Your assignment =>
Can you repeat, word for word, the stretch of the Old Key West text from "For so many" through "19th century there."?

Excerpted text =>
******

Showcasing “Old Key West” Matters

“Towns are like people. Old ones often have character. The new ones are interchangeable.” (Wallace Stegner)

For so many tourists who decide to visit Key West, Florida, it’s popular image as an exciting party town along Duval Street and Mallory Square tends to be a major reason for deciding  to visit there. Such hedonistic intentions, however, would definitely not be the case for Ruth and I, as two curious and Corona wary wanderers on our recent vacation “getaway” in America’s southern most situated city earlier this week. For this three day stay in the heart of Key West’s “Old Town” corridor away from the tourist crowds would become an enticing invitation to take an extended look at authentic living history from the 19th century there.

******

Stored data entries =>
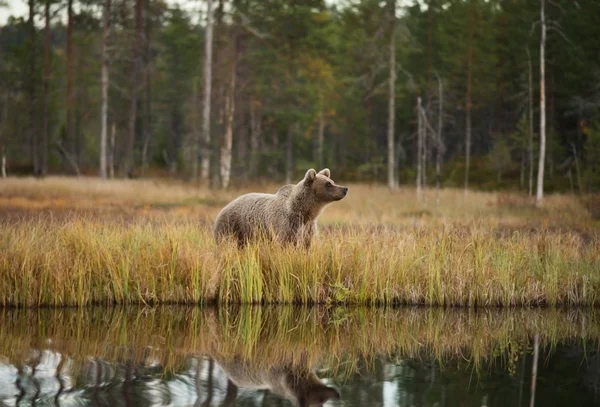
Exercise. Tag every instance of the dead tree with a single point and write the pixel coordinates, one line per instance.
(540, 184)
(32, 89)
(207, 93)
(104, 112)
(229, 111)
(70, 90)
(392, 97)
(129, 159)
(468, 102)
(440, 142)
(45, 87)
(419, 145)
(530, 144)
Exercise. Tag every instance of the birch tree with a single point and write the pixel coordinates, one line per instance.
(540, 184)
(45, 87)
(440, 143)
(207, 92)
(70, 91)
(468, 104)
(530, 102)
(392, 98)
(420, 126)
(105, 79)
(229, 111)
(136, 71)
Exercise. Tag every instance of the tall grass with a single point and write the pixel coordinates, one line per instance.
(85, 261)
(268, 336)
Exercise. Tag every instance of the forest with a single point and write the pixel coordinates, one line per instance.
(494, 94)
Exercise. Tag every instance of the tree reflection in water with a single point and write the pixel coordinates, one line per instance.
(253, 358)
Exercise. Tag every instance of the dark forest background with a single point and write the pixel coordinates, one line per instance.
(305, 83)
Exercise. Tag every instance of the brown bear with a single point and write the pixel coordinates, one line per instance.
(289, 216)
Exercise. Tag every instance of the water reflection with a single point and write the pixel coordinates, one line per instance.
(297, 357)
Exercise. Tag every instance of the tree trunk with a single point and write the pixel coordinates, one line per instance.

******

Task answer =>
For so many tourists who decide to visit Key West, Florida, it’s popular image as an exciting party town along Duval Street and Mallory Square tends to be a major reason for deciding  to visit there. Such hedonistic intentions, however, would definitely not be the case for Ruth and I, as two curious and Corona wary wanderers on our recent vacation “getaway” in America’s southern most situated city earlier this week. For this three day stay in the heart of Key West’s “Old Town” corridor away from the tourist crowds would become an enticing invitation to take an extended look at authentic living history from the 19th century there.